Goal:
Rewrite the material below, substituting "Points" for each occurrence of "Results" and changing nothing else.
<<<<
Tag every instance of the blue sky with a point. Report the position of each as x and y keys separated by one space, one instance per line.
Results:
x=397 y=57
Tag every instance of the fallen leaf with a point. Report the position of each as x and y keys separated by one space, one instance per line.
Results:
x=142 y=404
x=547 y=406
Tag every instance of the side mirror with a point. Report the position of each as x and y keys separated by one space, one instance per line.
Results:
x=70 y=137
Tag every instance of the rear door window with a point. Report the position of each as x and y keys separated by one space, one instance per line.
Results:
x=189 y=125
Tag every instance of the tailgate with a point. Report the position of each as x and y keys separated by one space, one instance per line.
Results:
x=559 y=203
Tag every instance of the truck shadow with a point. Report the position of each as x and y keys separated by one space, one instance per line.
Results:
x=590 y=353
>>>>
Exercise output:
Tag every instance of the blue sky with a point. Report the position of each as x and y keys separated by one space, one instance per line.
Points:
x=397 y=57
Tag every instance of the fallen leaf with a point. Report the position of each as x and y keys separated by one space, one instance per line.
Points:
x=142 y=404
x=547 y=406
Tag every instance of the side mirror with a point. Report the position of each as x and y keys separated by one space, one instance per line.
Points:
x=70 y=137
Tag every instance of the rear door window with a point. Report the position of each as x and y keys separated by one space, one instance per line.
Points:
x=189 y=125
Tag every instance of the tailgate with a point. Report the position of each as x and y keys separated by one space, one instance per line.
Points:
x=559 y=203
Tag every instance of the truck shadow with a point. Report the position of each as x and y keys separated by one space, one instance per line.
Points:
x=590 y=353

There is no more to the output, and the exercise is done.